PASSAGE

▽

MacroPlacement

MacroPlacement is an open, transparent effort to provide a public, baseline implementation of Google Brain’s Circuit Training (Morpheus) deep RL-based placement method. We will provide (1) testcases in open enablements, along with multiple EDA tool flows; (2) implementations of missing or binarized elements of Circuit Training; (3) reproducible example macro placement solutions produced by our implementation; and (4) post-routing results obtained by full completion of the synthesis-place-and-route flow using both proprietary and open-source tools.

Materials for the Broad Audience

Table of Contents

FAQs

1. Why are you doing this?

2. What can others contribute?

3. What is your timeline?

New FAQs after the release of our ISPD-2023 paper (here and on arXiv)

4. How was the UCSD replication of CT validated?

We obtained two separate confirmations from Google engineers that our running of CT was correct. These were received on August 10, 2022 and October 3, 2022.

△

PROVIDED RECORDS

▽

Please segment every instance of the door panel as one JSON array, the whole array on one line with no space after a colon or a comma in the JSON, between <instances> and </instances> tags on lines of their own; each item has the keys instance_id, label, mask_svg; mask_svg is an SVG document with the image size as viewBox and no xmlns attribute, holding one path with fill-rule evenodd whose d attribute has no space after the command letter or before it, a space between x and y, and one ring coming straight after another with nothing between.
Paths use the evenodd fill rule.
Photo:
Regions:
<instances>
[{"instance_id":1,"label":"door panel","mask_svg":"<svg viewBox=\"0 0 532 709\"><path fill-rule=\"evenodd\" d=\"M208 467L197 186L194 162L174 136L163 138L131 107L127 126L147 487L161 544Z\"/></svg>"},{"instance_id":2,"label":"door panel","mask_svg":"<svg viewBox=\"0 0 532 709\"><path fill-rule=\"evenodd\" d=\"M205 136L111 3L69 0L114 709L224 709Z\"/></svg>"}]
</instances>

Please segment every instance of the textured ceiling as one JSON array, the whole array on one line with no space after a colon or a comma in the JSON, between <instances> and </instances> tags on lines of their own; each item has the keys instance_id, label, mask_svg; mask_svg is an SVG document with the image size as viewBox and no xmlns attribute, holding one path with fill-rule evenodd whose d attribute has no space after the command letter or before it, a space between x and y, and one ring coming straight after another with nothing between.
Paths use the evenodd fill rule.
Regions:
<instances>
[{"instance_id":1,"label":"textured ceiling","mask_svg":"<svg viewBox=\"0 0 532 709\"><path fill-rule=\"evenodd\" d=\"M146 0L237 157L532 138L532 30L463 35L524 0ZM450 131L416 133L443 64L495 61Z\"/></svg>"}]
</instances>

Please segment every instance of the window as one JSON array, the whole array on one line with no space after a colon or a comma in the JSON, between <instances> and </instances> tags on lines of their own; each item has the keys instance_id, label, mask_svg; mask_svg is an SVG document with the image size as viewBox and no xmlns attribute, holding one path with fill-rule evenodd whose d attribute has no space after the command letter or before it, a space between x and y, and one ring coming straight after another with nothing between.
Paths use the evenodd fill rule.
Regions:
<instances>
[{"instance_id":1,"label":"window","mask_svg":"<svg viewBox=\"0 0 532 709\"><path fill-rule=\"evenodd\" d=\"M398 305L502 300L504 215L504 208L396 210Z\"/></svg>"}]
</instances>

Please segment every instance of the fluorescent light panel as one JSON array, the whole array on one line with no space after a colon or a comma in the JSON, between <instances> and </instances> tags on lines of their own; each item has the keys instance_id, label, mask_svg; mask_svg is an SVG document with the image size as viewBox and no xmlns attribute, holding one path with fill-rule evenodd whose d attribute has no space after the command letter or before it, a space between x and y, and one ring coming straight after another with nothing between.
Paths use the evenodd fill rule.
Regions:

△

AIM
Pick up the MacroPlacement project page where it stops, and continue writing it.

RESPONSE TO THE TASK
The above-mentioned matches between our CT runs and Google engineers’ CT runs provided confirmation as of last Fall that our environment is correct. All of our code has been open-sourced and unchanged since mid-January 2023. There have been no suggestions that it is incorrect in any way.

5. Was Circuit Training intended by Google to provide the code that was used in the Nature paper?

Google has stated this on a number of occasions. Of course, a key motivation for our MacroPlacement work has been that code to reproduce Nature has been only partially open-sourced in Circuit Training, and that the data used in Nature has not yet been made public.

6. Did you use pre-trained models? How much does pre-training matter?

We did not use pre-trained models in our study. Note that it is impossible to replicate the pre-training described in the Nature paper, for two reasons: (1) the data set used for pre-training consists of 20 TPU blocks which are not open-sourced, and (2) the code for pre-training is not released either.

7. What are the runtimes (wall times) of different macro placers that you studied?

8. In your experiments how do the results of Simulated Annealing (SA) and Reinforcement Learning (i.e., Circuit Training) compare?

Testcases Proxy cost Wirelength (WL)
ICCAD04 (IBM) SA wins over CT 17/17 SA wins over CT 16/17 (HPWL)
Modern IC designs SA wins over CT 4/6 SA wins over CT 5/6 (routed WL)

9. Did the work by Prof. David Pan show that Google open-source code was sufficient?

10. Which conclusions did you confirm from the Nature paper and from Stronger Baselines?

11. Did it matter that Circuit Training used an initial placement from a physical synthesis tool?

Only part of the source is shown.